■ **Extract provided**
________________

On 18/08/17 15:21, Julien Grall wrote:
> 
> 
> On 17/08/17 18:06, Andre Przywara wrote:
>> Hi,
> 
> Hi Andre,
> 
>> On 11/08/17 15:10, Julien Grall wrote:
>>> Hi Andre,
>>> 
>>> On 21/07/17 20:59, Andre Przywara wrote:
>>>> Since the GICs MMIO access always covers a number of IRQs at
>>>> once, introduce wrapper functions which loop over those IRQs,
>>>> take their locks and read or update the priority values. This
>>>> will be used in a later patch.
>>>> 
>>>> Signed-off-by: Andre Przywara <andre.przywara@xxxxxxx> --- 
>>>> xen/arch/arm/vgic.c        | 37
>>>> +++++++++++++++++++++++++++++++++++++ 
>>>> xen/include/asm-arm/vgic.h |  5 +++++ 2 files changed, 42
>>>> insertions(+)
>>>> 
>>>> diff --git a/xen/arch/arm/vgic.c b/xen/arch/arm/vgic.c index
>>>> 434b7e2..b2c9632 100644 --- a/xen/arch/arm/vgic.c +++
>>>> b/xen/arch/arm/vgic.c @@ -243,6 +243,43 @@ static int
>>>> vgic_get_virq_priority(struct vcpu *v, unsigned int virq) 
>>>> return ACCESS_ONCE(rank->priority[virq &
>>>> INTERRUPT_RANK_MASK]); }
>>>> 
>>>> +#define MAX_IRQS_PER_IPRIORITYR 4
>>> 
>>> The name gives the impression that you may have IPRIORITYR with
>>> only 1 IRQ. But this is not true. The registers is always 4.
>>> However, you are able to access using byte or word.
>>> 
>>>> +uint32_t vgic_fetch_irq_priority(struct vcpu *v, unsigned int
>>>> nrirqs,
>>> 
>>> I am well aware that the vgic code is mixing between virq and
>>> irq. Moving forward, we should use virq to avoid confusion.
>>> 
>>>> +                                 unsigned int first_irq)
>>> 
>>> Please stay consistent, with the naming. Either nr_irqs/first_irq
>>> or nrirqs/firstirq. But not a mix.
>>> 
>>> Also, it makes more sense to describe first the start then
>>> number.

________________

■ **Dataset content**
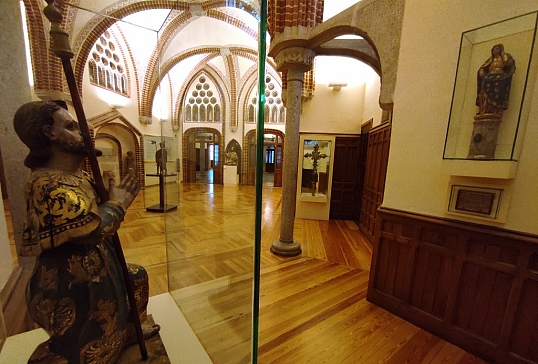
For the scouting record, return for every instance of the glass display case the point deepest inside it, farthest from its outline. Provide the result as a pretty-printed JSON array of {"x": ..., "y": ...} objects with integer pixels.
[
  {"x": 137, "y": 71},
  {"x": 495, "y": 74}
]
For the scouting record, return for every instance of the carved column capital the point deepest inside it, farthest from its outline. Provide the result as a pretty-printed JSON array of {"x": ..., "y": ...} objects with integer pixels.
[{"x": 296, "y": 58}]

________________

■ **Exercise requirements**
Answer these questions about the patch review thread:
1. What value does the patch define for MAX_IRQS_PER_IPRIORITYR?
2. How many insertions does the patch make in total?
3. Which term does the reviewer say should be used from now on to avoid confusion?
The material comes from a source other than the text.

■ **Full output**
1. 4
2. 42
3. virq